Entries on locating named things:

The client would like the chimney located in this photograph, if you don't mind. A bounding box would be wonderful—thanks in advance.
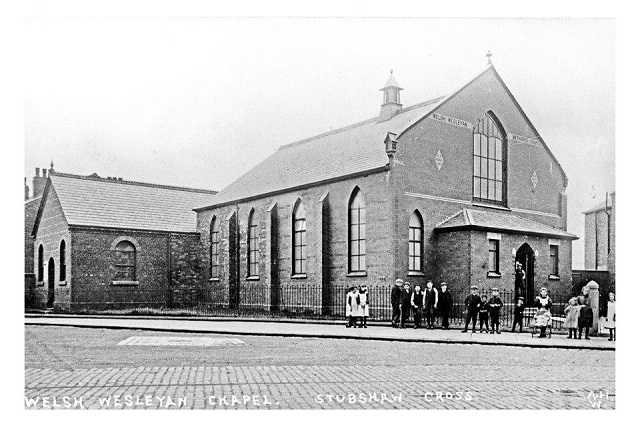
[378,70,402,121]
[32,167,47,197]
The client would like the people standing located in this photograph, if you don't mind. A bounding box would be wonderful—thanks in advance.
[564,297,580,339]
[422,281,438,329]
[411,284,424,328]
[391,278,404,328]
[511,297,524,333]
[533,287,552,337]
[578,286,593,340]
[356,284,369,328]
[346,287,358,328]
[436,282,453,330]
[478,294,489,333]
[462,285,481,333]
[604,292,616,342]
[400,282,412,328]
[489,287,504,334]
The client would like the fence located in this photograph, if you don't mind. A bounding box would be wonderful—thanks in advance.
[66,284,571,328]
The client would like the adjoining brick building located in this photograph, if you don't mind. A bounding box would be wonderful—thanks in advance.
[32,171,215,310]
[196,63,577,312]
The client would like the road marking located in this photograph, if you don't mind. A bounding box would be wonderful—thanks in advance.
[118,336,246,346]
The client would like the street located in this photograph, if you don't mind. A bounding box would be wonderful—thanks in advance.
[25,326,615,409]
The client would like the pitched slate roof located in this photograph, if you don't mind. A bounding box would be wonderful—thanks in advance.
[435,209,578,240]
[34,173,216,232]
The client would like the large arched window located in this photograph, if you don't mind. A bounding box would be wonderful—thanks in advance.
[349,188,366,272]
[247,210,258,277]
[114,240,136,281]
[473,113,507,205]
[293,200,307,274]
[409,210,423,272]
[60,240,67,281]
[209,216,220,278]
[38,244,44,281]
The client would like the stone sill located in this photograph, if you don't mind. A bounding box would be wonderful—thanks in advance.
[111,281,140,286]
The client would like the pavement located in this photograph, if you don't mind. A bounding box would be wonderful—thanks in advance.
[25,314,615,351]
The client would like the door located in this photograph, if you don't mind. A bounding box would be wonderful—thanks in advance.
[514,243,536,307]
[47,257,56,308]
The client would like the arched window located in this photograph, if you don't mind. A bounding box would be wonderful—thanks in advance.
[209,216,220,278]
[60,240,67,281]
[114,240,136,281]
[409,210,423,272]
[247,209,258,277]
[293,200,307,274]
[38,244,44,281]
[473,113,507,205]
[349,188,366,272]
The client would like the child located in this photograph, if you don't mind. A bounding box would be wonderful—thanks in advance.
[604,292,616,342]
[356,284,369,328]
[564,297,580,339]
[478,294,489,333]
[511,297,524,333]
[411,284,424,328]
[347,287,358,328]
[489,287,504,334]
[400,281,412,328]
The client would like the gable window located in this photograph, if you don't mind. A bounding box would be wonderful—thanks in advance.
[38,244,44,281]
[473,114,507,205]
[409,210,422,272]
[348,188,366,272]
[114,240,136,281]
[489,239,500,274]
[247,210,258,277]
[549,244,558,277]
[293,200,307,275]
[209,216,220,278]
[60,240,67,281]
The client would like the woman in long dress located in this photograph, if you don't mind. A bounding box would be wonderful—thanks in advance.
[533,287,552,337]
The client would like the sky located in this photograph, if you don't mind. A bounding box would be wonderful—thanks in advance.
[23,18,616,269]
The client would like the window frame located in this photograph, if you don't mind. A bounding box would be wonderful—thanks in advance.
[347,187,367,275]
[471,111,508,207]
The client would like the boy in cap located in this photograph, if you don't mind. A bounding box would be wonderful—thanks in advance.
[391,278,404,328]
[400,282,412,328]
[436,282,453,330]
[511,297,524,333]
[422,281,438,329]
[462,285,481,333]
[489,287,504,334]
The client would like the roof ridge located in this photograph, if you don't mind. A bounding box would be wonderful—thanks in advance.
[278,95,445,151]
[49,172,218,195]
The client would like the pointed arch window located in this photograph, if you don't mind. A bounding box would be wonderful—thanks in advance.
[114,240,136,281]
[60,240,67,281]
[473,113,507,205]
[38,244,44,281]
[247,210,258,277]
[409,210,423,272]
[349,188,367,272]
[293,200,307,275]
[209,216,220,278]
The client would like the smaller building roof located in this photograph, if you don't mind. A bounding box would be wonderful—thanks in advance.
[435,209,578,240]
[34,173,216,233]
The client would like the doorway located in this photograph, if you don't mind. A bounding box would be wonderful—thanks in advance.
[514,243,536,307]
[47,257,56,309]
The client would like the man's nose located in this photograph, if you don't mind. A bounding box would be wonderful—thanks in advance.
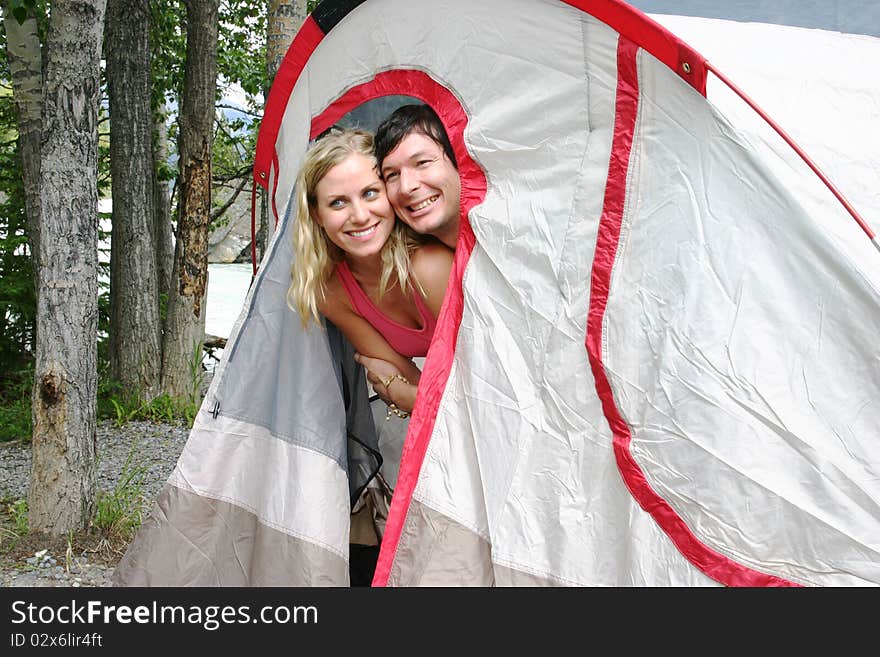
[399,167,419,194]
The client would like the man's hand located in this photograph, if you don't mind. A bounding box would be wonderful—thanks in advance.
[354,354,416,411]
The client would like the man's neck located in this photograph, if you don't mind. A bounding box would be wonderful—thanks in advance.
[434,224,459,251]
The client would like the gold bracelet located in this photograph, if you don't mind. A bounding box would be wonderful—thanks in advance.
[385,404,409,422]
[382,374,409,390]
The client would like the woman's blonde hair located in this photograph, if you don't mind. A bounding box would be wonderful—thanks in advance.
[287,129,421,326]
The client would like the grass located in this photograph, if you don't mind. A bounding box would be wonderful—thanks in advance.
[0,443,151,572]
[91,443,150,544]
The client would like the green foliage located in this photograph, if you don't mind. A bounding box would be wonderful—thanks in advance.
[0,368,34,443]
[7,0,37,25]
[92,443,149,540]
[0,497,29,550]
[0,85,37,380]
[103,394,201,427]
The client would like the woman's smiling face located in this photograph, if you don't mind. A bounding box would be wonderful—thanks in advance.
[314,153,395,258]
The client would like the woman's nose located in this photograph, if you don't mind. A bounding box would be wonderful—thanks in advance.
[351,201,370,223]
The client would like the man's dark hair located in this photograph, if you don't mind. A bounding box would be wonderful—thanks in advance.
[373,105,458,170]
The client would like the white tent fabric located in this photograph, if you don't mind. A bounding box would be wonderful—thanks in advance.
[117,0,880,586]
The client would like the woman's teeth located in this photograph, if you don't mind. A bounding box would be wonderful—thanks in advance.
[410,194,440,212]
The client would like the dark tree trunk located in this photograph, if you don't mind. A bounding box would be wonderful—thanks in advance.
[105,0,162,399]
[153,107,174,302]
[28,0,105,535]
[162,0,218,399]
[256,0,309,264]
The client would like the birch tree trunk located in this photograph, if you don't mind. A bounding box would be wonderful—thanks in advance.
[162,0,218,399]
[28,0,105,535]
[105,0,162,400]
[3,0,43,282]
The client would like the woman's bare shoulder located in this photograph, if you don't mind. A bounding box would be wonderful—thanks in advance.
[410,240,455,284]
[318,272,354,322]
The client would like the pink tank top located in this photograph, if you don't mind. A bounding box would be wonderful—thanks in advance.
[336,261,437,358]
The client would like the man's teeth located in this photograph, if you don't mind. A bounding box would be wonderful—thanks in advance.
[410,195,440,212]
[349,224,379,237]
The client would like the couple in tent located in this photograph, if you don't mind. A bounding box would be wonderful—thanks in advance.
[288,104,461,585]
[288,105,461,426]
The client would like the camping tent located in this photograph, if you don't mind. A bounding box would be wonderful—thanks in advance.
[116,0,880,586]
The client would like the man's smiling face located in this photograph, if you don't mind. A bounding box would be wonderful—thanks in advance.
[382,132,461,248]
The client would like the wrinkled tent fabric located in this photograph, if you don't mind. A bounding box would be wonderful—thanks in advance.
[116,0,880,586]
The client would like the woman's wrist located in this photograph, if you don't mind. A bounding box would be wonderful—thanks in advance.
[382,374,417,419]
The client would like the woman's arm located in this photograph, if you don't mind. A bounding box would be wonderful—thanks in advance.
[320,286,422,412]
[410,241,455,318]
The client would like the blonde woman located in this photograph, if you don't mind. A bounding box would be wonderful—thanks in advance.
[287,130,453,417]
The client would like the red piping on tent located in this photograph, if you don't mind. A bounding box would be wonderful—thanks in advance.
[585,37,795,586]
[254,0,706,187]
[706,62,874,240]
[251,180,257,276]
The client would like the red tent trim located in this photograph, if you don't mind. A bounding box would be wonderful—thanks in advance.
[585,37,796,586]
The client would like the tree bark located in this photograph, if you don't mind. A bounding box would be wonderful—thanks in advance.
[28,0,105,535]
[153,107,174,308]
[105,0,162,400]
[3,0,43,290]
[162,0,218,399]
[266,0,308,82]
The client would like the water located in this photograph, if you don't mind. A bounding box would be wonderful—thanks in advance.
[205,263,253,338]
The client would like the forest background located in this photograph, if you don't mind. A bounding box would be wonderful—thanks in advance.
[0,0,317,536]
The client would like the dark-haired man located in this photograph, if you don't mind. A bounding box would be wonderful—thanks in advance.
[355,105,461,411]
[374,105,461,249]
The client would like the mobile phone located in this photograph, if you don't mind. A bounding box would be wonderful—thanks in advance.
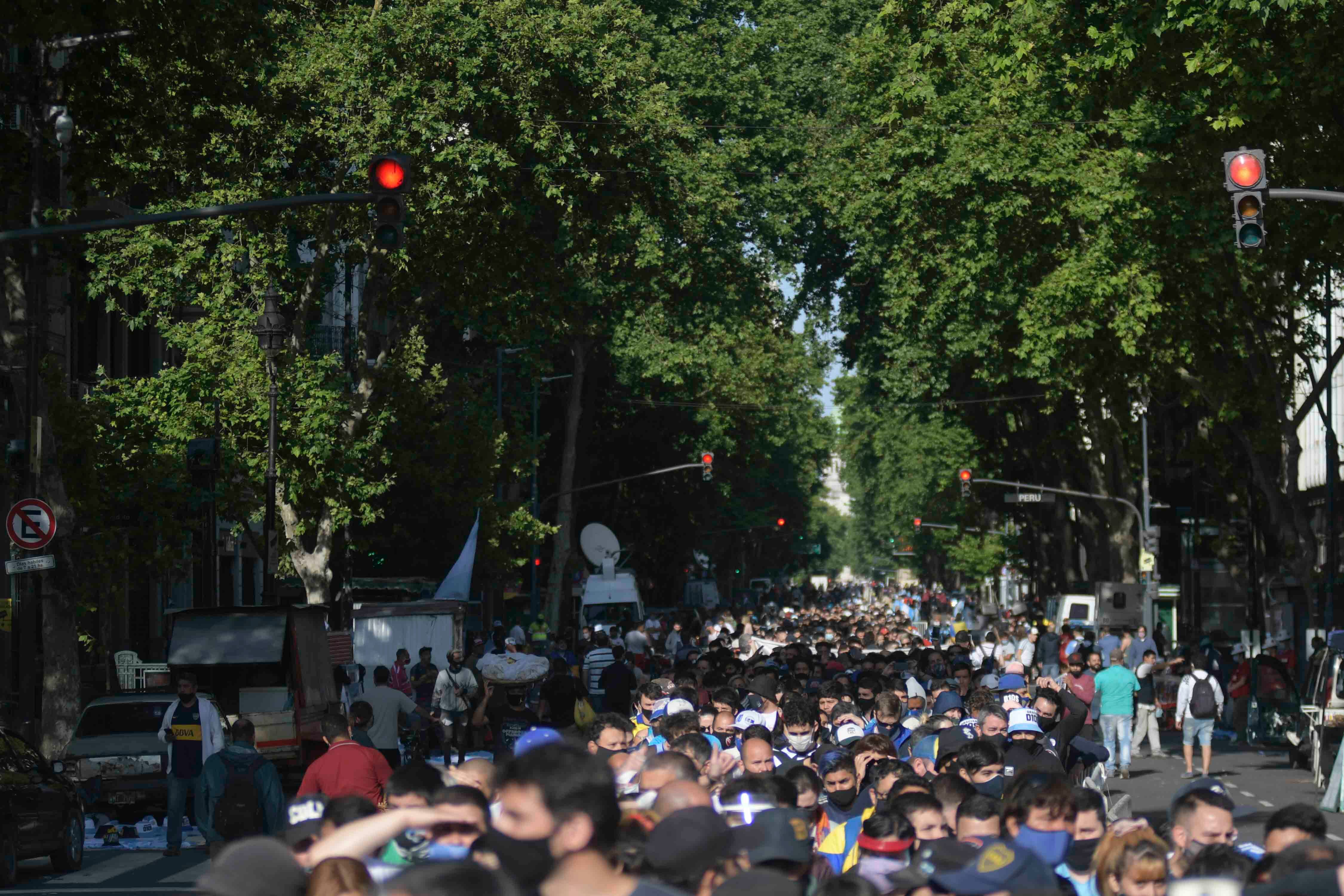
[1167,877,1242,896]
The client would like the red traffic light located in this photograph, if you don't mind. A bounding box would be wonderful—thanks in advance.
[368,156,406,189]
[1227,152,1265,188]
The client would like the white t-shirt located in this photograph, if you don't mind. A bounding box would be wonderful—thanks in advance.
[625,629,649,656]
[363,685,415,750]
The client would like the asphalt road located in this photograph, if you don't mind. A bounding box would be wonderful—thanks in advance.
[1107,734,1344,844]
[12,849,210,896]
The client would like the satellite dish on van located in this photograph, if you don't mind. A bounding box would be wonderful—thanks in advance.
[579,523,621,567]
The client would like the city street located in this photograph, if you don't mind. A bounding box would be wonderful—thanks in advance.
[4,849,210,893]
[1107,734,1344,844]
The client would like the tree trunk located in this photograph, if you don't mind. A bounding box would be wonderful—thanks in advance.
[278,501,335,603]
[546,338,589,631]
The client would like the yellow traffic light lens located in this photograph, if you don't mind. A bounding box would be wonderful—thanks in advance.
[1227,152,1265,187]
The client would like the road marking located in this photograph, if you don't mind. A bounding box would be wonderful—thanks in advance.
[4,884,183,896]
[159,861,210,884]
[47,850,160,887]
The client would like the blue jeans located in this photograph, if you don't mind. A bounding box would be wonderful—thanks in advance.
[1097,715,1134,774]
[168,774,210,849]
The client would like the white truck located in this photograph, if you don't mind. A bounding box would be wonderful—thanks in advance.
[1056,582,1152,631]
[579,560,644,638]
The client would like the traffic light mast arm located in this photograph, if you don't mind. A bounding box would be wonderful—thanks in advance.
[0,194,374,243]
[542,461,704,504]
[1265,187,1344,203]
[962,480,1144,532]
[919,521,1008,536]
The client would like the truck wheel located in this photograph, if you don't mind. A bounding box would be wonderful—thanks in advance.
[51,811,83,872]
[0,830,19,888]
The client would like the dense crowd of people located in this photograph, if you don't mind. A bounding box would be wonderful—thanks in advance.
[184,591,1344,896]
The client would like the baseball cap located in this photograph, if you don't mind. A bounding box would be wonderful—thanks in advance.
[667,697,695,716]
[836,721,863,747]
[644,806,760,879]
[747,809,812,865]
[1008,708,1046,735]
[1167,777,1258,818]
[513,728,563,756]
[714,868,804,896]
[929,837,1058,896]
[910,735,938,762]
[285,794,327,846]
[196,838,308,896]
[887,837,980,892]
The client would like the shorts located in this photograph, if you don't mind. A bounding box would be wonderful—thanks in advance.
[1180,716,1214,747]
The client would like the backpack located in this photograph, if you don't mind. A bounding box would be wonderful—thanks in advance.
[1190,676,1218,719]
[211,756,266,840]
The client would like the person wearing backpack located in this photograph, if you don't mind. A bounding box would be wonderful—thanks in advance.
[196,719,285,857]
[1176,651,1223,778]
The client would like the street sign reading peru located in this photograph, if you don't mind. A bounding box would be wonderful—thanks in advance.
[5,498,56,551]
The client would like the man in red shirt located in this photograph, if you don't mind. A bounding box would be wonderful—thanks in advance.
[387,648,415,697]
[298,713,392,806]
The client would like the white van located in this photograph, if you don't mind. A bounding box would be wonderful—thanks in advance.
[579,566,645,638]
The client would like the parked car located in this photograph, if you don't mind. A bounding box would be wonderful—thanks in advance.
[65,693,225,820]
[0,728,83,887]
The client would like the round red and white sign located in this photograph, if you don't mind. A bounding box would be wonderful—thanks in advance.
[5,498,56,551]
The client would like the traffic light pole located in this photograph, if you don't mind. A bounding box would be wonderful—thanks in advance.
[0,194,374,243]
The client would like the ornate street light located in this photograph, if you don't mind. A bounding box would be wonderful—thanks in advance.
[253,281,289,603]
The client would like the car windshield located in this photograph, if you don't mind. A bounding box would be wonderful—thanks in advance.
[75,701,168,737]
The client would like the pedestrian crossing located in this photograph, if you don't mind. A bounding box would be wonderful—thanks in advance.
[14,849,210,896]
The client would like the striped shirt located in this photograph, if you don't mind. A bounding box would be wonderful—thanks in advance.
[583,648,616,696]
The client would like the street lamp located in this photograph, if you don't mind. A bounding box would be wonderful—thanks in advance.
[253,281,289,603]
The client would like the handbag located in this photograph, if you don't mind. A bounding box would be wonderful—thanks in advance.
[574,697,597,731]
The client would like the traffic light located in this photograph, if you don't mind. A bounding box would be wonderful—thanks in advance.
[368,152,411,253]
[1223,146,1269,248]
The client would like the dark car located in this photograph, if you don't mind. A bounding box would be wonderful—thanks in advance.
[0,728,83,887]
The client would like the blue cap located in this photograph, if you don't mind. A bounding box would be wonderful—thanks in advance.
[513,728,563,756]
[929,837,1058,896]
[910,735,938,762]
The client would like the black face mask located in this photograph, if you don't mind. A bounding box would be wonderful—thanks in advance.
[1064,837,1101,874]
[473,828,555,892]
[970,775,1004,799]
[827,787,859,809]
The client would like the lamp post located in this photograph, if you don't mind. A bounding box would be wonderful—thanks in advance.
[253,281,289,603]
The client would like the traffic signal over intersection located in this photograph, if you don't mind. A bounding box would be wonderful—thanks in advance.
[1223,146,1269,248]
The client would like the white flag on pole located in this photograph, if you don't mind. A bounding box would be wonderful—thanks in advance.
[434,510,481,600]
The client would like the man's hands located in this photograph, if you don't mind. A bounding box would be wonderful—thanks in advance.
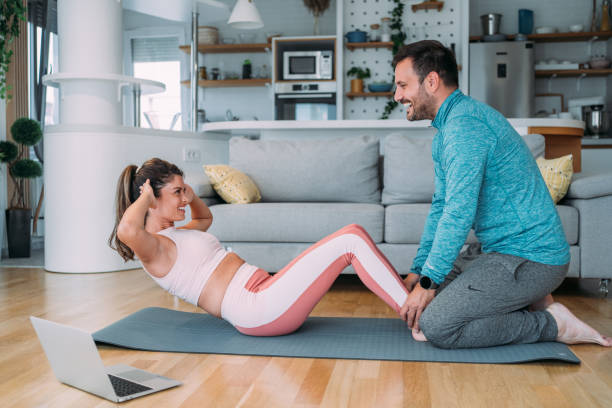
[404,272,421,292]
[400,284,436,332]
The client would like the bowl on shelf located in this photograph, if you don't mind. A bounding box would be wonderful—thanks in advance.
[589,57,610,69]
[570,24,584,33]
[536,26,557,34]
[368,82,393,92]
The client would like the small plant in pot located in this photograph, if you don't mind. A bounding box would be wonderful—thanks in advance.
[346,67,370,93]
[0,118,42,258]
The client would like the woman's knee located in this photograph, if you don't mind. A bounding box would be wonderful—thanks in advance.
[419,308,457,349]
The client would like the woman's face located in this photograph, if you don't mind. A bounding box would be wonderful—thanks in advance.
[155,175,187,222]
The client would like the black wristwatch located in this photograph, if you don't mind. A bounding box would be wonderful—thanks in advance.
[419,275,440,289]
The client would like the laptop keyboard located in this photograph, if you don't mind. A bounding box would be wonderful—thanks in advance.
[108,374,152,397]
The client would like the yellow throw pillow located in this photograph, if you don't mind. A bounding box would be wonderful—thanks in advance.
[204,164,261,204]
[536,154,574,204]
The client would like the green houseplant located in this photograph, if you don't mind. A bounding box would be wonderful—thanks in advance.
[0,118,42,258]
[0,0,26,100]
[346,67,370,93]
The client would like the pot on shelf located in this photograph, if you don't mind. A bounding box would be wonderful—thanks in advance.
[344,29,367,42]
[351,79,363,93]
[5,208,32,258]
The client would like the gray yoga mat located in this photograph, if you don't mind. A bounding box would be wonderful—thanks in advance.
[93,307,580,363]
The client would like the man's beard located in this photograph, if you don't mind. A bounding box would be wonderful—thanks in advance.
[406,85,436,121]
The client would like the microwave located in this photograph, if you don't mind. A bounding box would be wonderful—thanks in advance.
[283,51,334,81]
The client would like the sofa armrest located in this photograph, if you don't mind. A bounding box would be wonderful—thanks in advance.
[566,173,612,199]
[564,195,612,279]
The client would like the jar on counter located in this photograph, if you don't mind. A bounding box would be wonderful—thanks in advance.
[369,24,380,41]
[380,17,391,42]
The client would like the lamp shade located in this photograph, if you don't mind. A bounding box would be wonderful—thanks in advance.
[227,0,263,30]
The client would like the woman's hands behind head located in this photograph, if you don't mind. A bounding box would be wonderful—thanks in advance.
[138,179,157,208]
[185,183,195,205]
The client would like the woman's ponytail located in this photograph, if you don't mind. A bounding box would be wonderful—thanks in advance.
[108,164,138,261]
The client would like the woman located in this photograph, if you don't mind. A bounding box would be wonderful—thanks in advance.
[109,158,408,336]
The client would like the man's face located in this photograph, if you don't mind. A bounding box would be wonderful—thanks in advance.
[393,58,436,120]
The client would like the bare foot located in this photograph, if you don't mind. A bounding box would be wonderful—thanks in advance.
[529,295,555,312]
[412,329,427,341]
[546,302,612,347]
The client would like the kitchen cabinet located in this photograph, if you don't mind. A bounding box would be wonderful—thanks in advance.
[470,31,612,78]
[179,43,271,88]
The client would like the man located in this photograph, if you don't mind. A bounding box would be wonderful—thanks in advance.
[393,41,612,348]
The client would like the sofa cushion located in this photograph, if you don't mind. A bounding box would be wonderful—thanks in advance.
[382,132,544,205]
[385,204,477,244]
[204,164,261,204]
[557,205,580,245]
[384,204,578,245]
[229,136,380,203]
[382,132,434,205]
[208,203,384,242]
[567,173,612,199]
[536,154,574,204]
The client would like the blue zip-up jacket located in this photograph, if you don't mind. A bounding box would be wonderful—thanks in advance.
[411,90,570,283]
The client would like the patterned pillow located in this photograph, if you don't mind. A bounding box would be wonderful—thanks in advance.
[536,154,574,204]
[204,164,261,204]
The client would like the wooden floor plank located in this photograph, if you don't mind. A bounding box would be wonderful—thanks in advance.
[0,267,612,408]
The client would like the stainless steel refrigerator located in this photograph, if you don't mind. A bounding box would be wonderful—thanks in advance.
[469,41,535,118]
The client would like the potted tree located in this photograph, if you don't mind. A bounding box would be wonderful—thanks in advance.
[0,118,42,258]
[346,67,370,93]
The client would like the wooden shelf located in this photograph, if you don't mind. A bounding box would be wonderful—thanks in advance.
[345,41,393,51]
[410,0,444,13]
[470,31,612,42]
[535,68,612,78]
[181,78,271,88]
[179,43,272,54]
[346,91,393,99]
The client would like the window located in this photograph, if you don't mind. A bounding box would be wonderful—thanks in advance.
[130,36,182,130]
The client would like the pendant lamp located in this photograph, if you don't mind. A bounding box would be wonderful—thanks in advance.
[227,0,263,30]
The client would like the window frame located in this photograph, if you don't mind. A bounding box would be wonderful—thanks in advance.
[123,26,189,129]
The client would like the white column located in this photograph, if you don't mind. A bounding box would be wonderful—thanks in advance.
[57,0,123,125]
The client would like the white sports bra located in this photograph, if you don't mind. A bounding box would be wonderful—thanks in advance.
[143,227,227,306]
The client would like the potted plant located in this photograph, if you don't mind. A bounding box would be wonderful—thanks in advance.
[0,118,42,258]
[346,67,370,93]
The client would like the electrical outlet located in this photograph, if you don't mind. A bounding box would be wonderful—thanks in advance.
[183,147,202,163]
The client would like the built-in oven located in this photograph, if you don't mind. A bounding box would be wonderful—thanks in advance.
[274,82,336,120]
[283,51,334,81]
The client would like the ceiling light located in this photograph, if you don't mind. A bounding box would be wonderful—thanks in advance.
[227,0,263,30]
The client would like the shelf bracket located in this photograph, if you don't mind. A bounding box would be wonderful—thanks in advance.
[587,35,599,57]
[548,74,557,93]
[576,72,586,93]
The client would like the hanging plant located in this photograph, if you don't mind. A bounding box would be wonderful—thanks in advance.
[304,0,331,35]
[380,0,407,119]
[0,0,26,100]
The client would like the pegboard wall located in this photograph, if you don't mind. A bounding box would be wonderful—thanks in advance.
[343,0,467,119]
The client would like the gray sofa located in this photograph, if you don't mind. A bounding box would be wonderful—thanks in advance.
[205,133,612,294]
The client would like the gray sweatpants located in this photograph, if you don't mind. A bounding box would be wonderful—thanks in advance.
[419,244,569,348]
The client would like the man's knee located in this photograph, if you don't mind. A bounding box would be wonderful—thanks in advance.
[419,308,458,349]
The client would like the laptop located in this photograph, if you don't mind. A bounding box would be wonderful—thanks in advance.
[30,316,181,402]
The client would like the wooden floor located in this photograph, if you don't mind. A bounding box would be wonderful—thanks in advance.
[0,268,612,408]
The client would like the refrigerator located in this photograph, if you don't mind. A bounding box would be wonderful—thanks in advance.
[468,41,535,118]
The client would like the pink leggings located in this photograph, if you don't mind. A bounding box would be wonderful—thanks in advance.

■ **What the exercise asks**
Reproduce the rows above word for word, starting with the line that contains "The client would like the gray sweatpants" and running through the last row.

■ **Answer to the problem**
The client would like the gray sweatpants located in this photograph, if you don't mind. A bounding box would be wonderful—thanks in advance.
[419,244,569,348]
The client would like the man's knee located in this photograph, if you don't mind. A bounding box would be wonderful—thanks in advance.
[419,308,458,349]
The client would like the laptop located in this photograph, if you don't mind. A bounding box would be wonderful—thanks in advance.
[30,316,181,402]
The client would like the wooden floor located in this photograph, if you don't mind. A bounding box would be wonderful—thanks in advance.
[0,268,612,408]
The client would like the refrigerator located in this photograph, if you don't mind. A bounding box would be wonderful—thanks in advance.
[468,41,535,118]
The client would like the pink leggings located in this photograph, if you don't mind. A bounding box would be wonderful—thanks in advance.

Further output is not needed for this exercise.